** Start Material for this exercise **

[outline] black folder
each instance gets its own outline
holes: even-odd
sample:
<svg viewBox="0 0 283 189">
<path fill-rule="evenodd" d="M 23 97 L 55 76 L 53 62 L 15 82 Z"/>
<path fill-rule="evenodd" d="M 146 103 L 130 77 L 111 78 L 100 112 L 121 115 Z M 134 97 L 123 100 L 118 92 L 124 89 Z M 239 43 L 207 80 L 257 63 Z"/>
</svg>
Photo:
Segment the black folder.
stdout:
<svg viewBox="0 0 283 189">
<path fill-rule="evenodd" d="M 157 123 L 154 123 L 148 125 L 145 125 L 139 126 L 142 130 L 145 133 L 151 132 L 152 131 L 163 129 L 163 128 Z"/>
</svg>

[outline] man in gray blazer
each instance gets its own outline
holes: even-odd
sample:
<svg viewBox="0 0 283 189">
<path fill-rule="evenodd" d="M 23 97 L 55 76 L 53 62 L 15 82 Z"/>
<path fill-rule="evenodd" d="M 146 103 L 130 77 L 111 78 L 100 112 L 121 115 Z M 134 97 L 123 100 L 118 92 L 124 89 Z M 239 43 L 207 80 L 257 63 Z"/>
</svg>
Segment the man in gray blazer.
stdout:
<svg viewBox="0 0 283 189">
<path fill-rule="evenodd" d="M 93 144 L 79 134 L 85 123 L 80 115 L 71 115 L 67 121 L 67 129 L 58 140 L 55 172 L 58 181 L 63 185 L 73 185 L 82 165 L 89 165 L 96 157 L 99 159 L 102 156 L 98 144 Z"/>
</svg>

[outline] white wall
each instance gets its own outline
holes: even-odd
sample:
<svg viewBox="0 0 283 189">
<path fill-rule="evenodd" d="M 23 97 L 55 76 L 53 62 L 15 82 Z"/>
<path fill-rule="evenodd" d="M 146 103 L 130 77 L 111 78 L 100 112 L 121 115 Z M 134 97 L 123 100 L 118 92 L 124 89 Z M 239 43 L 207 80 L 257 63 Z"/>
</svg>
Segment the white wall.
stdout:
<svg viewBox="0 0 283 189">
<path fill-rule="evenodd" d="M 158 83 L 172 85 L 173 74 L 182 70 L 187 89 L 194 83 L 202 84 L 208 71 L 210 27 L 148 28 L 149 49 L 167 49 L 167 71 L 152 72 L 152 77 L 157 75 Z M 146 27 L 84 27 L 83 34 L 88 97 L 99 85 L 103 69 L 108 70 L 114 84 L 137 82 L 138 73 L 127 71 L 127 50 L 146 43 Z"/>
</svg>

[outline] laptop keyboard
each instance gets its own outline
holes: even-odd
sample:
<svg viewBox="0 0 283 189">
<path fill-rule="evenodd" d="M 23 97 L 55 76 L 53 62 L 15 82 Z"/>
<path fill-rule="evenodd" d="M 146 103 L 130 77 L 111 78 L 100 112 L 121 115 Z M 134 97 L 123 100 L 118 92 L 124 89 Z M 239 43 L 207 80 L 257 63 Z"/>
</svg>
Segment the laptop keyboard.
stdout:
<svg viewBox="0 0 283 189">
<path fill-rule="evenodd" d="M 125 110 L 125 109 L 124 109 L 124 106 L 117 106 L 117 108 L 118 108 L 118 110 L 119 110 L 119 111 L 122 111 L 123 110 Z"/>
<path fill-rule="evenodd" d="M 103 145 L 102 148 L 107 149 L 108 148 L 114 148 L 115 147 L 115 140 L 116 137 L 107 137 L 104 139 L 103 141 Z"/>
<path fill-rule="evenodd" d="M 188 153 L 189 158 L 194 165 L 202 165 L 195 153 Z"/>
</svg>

** End Material for this exercise **

__Task__
Retype the records word for word, starting at the line that contains "[outline] laptop keyboard" and ending with the last line of the records.

__Problem solution__
[outline] laptop keyboard
each instance gets its own outline
holes: even-odd
sample:
<svg viewBox="0 0 283 189">
<path fill-rule="evenodd" d="M 23 97 L 55 76 L 53 62 L 15 82 Z"/>
<path fill-rule="evenodd" d="M 146 103 L 130 77 L 111 78 L 100 112 L 121 115 Z M 134 97 L 123 100 L 118 92 L 124 89 Z M 239 43 L 207 80 L 257 63 Z"/>
</svg>
Segment the laptop keyboard.
stdout:
<svg viewBox="0 0 283 189">
<path fill-rule="evenodd" d="M 125 110 L 125 109 L 124 109 L 124 106 L 117 106 L 117 108 L 118 108 L 118 110 L 119 110 L 119 111 L 122 111 L 123 110 Z"/>
<path fill-rule="evenodd" d="M 103 145 L 102 148 L 107 149 L 108 148 L 114 148 L 115 147 L 115 140 L 116 137 L 107 137 L 104 139 L 103 141 Z"/>
<path fill-rule="evenodd" d="M 188 153 L 189 158 L 194 165 L 202 165 L 195 153 Z"/>
</svg>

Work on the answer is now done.